[EXTRACT TO READ]:
This is a joint post with Aaron Oxley.
This week during his first official state visit to the United Kingdom, President Barack Obama will meet with Prime Minister David Cameron to discuss pressing issues faced by the allies. While the global economy, the NATO mission in Libya and the war in Afghanistan will figure prominently in the agenda, the two leaders are expected to discuss an issue less likely to be in the headlines: a plan to save over 4 million lives by providing vaccines to the children who need them most.
Each year about 8.8 million children in developing countries die from mostly preventable and treatable conditions. Nearly 40 percent of those deaths are from two common diseases: pneumonia and diarrhea. Recently developed vaccines can prevent the two main causes of these afflictions -- pneumococcal disease and rotavirus -- but they are not yet widely available where they are most needed. Of the 129 million babies born in 2008, only 7 percent received the pneumococcal vaccine, and only 8 percent received the rotavirus vaccine.

(Records in a dataset)
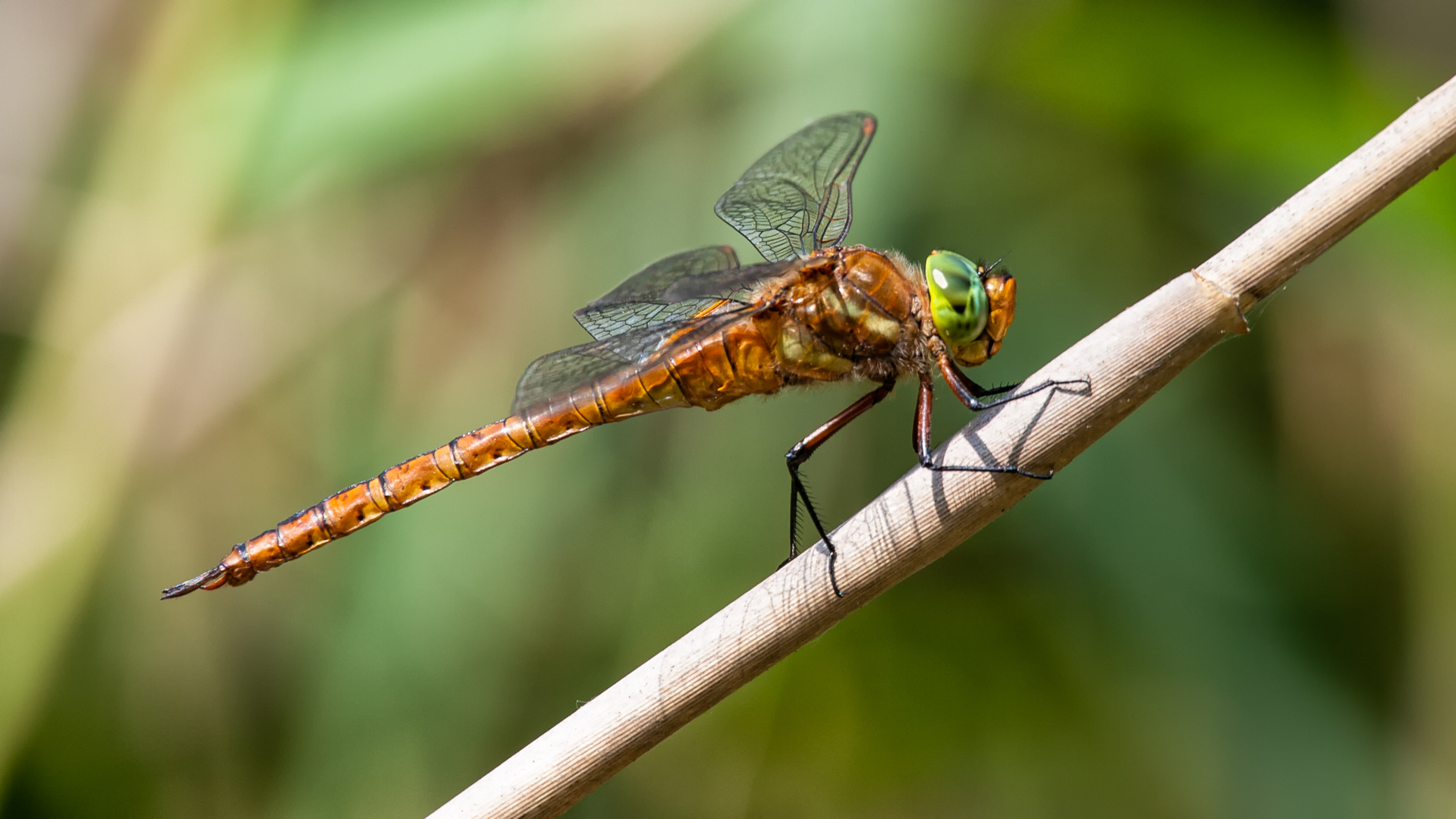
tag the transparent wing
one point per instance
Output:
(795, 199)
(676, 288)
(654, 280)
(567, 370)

* * *

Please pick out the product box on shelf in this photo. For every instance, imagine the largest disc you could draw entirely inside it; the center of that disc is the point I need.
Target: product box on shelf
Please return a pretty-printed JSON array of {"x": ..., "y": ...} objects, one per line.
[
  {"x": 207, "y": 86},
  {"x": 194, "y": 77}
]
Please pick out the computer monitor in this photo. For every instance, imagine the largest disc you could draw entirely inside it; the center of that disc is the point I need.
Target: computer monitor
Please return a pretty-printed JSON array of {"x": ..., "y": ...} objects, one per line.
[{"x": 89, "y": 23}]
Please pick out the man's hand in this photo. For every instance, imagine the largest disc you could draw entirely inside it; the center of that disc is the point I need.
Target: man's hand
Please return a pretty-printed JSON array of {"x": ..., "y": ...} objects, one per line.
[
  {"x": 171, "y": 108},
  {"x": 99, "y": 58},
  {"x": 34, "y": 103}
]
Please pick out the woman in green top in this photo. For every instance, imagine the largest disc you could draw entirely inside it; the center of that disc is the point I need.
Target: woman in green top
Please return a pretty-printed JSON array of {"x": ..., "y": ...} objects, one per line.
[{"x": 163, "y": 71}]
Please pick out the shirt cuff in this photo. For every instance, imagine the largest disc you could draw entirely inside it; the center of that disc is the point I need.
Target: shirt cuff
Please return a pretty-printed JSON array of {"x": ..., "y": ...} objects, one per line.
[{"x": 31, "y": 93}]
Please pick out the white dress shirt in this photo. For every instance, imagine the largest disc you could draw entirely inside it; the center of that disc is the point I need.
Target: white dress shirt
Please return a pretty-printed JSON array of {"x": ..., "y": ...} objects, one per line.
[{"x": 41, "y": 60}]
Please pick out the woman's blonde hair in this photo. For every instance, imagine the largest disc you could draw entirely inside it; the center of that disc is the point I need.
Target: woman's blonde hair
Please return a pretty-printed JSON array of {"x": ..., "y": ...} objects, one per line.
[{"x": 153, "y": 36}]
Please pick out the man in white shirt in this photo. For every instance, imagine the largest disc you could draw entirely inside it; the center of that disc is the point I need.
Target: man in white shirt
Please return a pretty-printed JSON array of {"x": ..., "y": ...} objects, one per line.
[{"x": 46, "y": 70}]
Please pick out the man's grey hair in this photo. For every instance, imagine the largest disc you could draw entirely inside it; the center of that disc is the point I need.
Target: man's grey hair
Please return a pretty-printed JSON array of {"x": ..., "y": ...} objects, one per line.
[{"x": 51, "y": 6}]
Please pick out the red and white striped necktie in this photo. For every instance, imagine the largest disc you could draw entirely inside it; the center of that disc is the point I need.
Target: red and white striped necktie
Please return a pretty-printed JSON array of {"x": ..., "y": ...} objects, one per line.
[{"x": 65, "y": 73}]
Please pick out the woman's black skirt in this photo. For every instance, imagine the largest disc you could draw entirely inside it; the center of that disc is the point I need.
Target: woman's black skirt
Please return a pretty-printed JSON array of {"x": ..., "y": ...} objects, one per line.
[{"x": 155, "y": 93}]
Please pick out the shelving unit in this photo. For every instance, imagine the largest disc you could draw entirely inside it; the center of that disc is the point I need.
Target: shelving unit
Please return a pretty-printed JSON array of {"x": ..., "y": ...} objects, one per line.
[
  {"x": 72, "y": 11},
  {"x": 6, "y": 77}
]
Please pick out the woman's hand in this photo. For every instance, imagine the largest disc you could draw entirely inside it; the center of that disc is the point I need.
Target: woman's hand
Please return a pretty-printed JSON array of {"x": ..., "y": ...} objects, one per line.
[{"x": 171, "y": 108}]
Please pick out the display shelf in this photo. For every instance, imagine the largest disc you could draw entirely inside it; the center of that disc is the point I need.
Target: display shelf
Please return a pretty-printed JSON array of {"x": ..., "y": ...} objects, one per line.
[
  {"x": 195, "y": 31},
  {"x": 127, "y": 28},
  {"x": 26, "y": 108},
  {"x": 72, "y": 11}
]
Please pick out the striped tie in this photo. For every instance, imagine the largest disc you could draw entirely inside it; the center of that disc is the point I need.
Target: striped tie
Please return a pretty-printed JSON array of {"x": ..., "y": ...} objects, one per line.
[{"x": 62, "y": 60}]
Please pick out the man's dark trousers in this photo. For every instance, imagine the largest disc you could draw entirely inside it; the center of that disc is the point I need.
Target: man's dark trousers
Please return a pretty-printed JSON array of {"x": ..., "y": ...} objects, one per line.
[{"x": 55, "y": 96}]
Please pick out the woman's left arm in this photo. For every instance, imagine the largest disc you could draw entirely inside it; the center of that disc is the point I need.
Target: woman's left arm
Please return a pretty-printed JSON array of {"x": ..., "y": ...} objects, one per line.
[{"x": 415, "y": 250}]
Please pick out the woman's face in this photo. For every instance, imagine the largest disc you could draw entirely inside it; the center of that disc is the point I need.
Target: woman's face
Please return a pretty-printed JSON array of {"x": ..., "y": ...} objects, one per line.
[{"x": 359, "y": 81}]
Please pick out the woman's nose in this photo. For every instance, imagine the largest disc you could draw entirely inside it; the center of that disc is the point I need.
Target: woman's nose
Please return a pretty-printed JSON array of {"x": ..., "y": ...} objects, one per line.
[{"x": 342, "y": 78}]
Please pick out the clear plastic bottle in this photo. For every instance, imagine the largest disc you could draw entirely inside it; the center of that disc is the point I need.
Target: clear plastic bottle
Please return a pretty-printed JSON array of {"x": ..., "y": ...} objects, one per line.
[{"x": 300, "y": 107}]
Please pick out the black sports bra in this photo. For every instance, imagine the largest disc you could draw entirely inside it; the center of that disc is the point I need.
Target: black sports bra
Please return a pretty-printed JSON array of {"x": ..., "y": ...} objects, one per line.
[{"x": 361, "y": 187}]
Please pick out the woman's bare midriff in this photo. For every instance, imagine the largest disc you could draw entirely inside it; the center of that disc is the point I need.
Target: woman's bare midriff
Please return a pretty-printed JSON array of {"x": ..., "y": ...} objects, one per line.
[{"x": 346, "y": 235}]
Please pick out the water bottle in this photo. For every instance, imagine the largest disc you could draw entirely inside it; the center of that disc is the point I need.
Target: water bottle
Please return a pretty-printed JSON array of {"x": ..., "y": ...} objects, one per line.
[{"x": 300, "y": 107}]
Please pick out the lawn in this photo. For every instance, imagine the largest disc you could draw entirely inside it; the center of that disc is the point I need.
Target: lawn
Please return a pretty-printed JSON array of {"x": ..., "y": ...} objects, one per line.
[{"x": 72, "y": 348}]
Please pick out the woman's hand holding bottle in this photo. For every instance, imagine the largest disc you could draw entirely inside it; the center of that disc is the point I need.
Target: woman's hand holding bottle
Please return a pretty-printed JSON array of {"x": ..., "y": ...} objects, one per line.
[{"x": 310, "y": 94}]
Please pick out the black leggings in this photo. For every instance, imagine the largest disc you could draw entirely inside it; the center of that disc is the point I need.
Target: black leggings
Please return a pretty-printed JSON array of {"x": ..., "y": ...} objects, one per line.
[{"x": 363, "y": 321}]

--

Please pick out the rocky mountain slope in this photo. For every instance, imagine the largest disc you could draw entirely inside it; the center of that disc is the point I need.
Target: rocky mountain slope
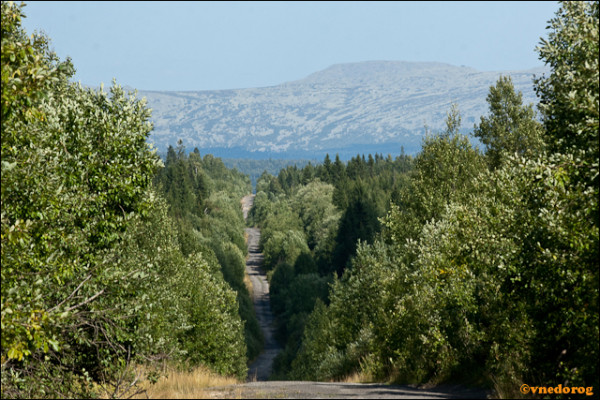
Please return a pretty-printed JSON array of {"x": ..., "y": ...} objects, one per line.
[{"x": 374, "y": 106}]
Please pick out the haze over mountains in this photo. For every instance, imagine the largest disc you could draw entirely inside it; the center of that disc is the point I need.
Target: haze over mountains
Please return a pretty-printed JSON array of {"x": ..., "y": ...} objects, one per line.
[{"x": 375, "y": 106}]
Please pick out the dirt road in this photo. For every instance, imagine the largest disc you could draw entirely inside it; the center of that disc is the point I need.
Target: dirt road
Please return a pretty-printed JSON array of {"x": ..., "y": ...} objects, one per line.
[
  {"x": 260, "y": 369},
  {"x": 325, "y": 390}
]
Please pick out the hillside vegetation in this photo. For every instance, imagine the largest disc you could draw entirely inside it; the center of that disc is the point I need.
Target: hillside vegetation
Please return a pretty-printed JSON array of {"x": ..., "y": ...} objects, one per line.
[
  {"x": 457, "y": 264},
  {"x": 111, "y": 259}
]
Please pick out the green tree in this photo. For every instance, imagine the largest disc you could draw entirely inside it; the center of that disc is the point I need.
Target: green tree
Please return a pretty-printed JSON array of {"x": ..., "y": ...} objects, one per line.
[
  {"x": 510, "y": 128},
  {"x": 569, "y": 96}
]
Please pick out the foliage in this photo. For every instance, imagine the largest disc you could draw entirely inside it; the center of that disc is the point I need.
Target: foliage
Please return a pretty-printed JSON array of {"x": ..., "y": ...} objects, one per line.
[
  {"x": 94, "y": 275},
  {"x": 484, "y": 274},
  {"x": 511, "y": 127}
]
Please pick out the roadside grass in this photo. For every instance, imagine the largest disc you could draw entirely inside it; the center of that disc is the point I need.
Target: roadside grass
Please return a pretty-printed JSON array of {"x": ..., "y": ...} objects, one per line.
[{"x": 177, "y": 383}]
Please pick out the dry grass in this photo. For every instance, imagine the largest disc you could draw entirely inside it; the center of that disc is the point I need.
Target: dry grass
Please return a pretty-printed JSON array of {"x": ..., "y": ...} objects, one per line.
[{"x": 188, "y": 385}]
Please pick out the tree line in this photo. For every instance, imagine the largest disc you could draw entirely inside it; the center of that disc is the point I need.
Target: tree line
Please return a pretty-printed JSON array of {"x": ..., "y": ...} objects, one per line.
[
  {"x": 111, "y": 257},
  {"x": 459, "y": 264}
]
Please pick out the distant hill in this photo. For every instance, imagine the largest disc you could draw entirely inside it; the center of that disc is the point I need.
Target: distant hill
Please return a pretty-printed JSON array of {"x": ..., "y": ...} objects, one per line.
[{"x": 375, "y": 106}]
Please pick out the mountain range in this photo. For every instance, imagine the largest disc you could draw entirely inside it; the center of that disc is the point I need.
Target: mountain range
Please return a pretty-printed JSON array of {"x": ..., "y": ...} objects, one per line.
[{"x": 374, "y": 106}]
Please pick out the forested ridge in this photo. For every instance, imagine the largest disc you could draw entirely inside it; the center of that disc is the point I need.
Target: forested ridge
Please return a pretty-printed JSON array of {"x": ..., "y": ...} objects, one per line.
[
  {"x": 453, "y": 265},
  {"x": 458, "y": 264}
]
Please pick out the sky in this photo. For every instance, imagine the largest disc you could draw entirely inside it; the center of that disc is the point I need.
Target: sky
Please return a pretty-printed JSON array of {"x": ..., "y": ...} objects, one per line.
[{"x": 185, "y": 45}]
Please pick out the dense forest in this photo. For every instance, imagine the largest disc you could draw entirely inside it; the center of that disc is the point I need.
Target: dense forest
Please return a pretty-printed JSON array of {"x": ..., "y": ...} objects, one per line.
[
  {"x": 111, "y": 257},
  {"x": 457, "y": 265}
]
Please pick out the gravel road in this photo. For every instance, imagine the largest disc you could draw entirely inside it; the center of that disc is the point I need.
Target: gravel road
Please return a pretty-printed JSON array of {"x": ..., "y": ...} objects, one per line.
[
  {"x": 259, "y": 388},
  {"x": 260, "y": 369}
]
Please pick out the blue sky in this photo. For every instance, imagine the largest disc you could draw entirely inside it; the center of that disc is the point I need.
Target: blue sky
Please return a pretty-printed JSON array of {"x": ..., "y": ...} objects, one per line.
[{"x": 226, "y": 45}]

[WHAT IS EXPECTED]:
Extend the post about the Obama–Cameron talks on childhood vaccines, picking up right after its last sentence.

[EXERCISE RESULT]:
The Global Alliance for Vaccines and Immunization, or GAVI Alliance, is a public-private partnership dedicated to protecting children from vaccine-preventable diseases. GAVI has a plan to close this alarming gap. On June 13, the UK will host a pledging conference where donors will be asked to fund this plan.
Both governments seem confident that GAVI is a good investment. In the UK's Multilateral Aid Review -- an exhaustive examination of 43 international organizations -- GAVI was one of just nine that had a "proven track record of delivering excellent results." U.S. aid chief Dr. Rajiv Shah recently called his agency's founding contribution to GAVI "one of the best lifesaving investments USAID has ever made."
Words need to be backed up with deeds. The UK is expected to greatly increase its contribution to GAVI, and it is rumored that Prime Minister David Cameron will personally open the pledging conference. In the U.S., advocates and members of Congress have asked the Obama Administration to pledge $450 million over three years to the effort.
These investments can be made with confidence. Vaccines are one of the "best buys" in global public health, providing a lifetime of protection against disease. Since its founding in 2000, GAVI has supported the immunization of nearly 300 million children, and is estimated to have prevented five million deaths. With full funding between now and 2015, GAVI can immunize an additional 240 million children against pneumococcal disease, rotavirus and other life-threatening conditions. This would save an estimated 4.2 million lives.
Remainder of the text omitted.